Problem: Arrange every line of the records below as a Markdown table with two columns, Row (the row number) and Line (the line itself), and skip blank lines. Leave the pictures out of your answer.

Stored rows:
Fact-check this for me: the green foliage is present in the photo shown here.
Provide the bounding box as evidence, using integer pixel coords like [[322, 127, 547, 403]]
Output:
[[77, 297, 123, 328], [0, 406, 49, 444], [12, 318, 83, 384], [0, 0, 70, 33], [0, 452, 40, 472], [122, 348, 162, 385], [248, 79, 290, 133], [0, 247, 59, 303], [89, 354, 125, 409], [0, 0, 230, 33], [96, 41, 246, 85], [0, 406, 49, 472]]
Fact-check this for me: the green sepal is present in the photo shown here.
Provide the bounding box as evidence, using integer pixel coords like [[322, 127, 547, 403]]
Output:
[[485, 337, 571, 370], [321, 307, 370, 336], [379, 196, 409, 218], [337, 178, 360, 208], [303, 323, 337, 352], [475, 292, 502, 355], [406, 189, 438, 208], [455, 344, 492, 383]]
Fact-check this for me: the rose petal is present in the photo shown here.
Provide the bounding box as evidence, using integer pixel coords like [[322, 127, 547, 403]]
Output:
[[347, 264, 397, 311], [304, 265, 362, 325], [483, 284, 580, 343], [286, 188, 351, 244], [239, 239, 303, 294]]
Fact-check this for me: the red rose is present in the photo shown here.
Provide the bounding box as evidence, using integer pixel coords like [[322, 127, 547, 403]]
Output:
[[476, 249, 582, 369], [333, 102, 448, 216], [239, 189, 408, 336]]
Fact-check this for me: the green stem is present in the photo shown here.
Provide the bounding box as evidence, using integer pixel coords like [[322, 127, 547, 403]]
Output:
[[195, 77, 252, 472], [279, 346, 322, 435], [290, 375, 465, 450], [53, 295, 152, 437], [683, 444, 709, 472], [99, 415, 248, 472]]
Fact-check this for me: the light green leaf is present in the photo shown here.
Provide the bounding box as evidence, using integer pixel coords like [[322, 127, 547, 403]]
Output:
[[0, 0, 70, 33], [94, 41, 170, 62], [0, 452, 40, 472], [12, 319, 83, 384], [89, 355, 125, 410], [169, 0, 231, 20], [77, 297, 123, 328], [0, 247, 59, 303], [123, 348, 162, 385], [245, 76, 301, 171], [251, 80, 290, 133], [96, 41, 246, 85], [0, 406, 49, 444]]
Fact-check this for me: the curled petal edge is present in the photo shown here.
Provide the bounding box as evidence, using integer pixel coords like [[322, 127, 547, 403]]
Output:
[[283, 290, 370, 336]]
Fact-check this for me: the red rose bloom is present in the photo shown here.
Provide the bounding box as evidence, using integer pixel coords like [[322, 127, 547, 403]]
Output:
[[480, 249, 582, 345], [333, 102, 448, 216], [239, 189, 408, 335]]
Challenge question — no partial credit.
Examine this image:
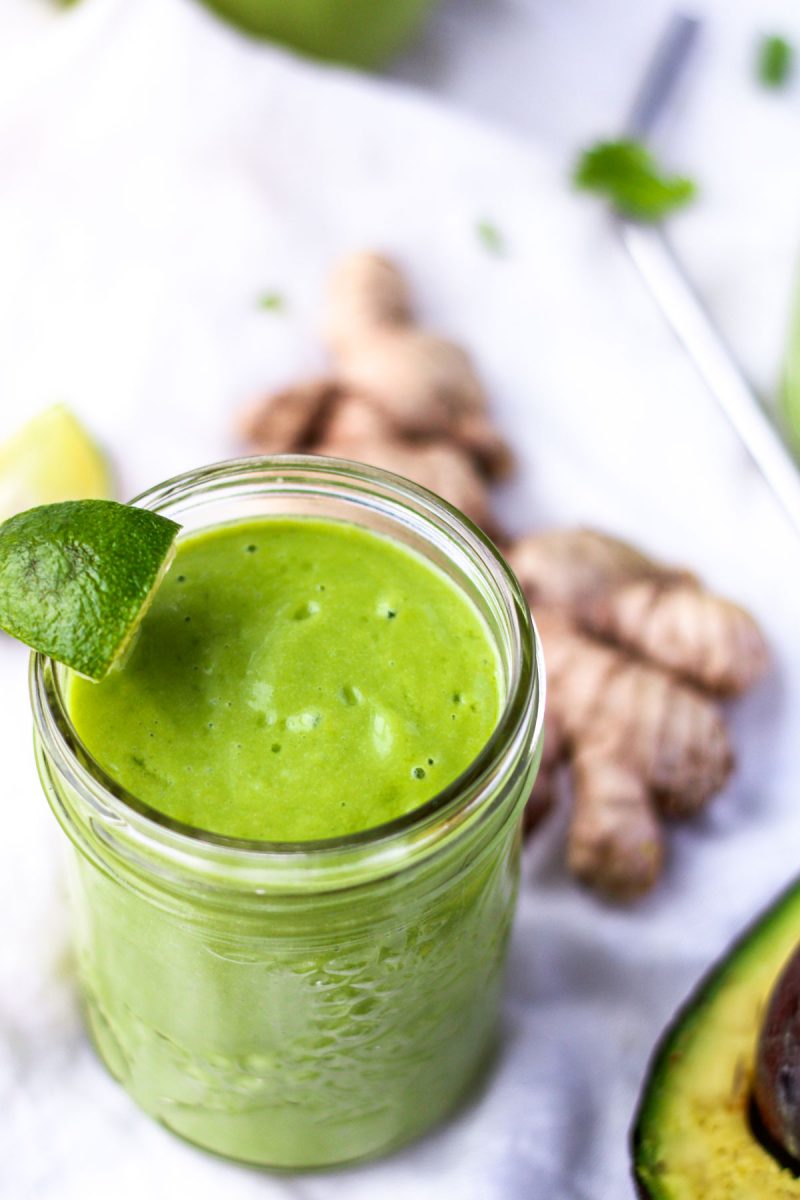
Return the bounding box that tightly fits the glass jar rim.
[30,455,545,888]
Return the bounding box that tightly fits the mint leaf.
[573,140,697,221]
[757,35,794,88]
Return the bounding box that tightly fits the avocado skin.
[631,877,800,1200]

Finished answer:
| Row | Line |
|---|---|
| 1 | Fact-check this for me: the green foliage is present in the photo shown here. |
| 2 | Provide the bounding box as evidence, using integer pixel coords like [[322, 127, 547, 403]] |
| 3 | Output: |
| 4 | [[77, 297, 123, 328], [0, 406, 49, 444], [12, 318, 83, 384], [0, 0, 70, 33], [0, 452, 40, 472], [122, 348, 162, 385], [248, 79, 290, 133], [0, 247, 59, 303], [89, 354, 125, 409], [0, 0, 230, 33], [96, 41, 246, 85], [0, 406, 49, 472]] |
| 5 | Fact-check this for me: the green sepal is present in the photo shown here. |
| 6 | Provide the bounding box as evidence, using integer pixel coords like [[322, 127, 547, 403]] |
| 7 | Output: |
| 8 | [[485, 337, 571, 370], [321, 307, 370, 336], [379, 196, 409, 218], [337, 178, 360, 208], [303, 323, 337, 352], [475, 292, 502, 355], [406, 189, 438, 208], [455, 344, 492, 383]] |
| 9 | Fact-check this for me: the rose petal is present in the photo shown here. |
| 10 | Provide the bounding box as evidence, using integer pixel coords like [[322, 127, 547, 403]] |
| 11 | Output: |
| 12 | [[347, 264, 397, 311], [304, 265, 362, 325], [483, 284, 580, 343], [286, 188, 351, 244], [239, 239, 303, 294]] |
| 13 | Fact-check this for me: the red rose is present in the photo shown here. |
| 14 | Provide the bounding box as evidence, using integer pixel coords like [[322, 127, 547, 403]] |
| 15 | Output: |
| 16 | [[476, 249, 582, 369], [333, 102, 448, 216], [239, 189, 408, 336]] |
| 17 | Fact-check this for me: the green stem is present in the photo shown here. |
| 18 | Provide the bounding box as evidence, using integer pixel coords like [[322, 127, 547, 403]] |
| 19 | Output: |
| 20 | [[195, 77, 252, 472], [279, 346, 322, 435], [290, 375, 465, 450], [53, 295, 152, 437], [683, 444, 709, 472], [99, 415, 248, 472]] |
| 21 | Fact-check this for me: the light green leaf is present in the photo shown here. |
| 22 | Provide the bounding box as evidence, using integer pixel coords like [[322, 127, 547, 403]] |
| 23 | Output: |
| 24 | [[0, 0, 70, 33], [94, 41, 170, 62], [0, 452, 40, 472], [12, 319, 83, 384], [89, 355, 125, 410], [169, 0, 231, 20], [77, 297, 123, 328], [0, 247, 59, 303], [123, 348, 162, 385], [245, 76, 301, 171], [251, 80, 290, 133], [96, 41, 246, 85], [0, 406, 49, 444]] |
| 25 | Fact-check this for me: the curled petal edge is present in the photo shown here. |
| 26 | Provide the bounding box as evidence, using integer pixel coords like [[322, 127, 547, 403]] |
| 27 | Output: |
| 28 | [[283, 290, 370, 336]] |
| 29 | Fact-check this for me: the red rose bloom is present in the photo shown here. |
| 30 | Provide the bounding box as evidence, using integer pixel coords like [[322, 127, 547, 403]] |
| 31 | Output: |
| 32 | [[480, 249, 582, 345], [333, 102, 448, 216], [239, 189, 408, 335]] |
| 33 | Challenge question — no partial credit. |
| 34 | Examine this image: |
| 35 | Return the bounding box that tightly fits the glass jar rim. |
| 36 | [30,455,545,888] |
| 37 | Return the bounding box that tightly fits the mint leaf. |
| 38 | [573,140,697,221] |
| 39 | [757,35,794,88] |
| 40 | Return the bounding box that tightly fits the avocado skin. |
| 41 | [631,877,800,1200] |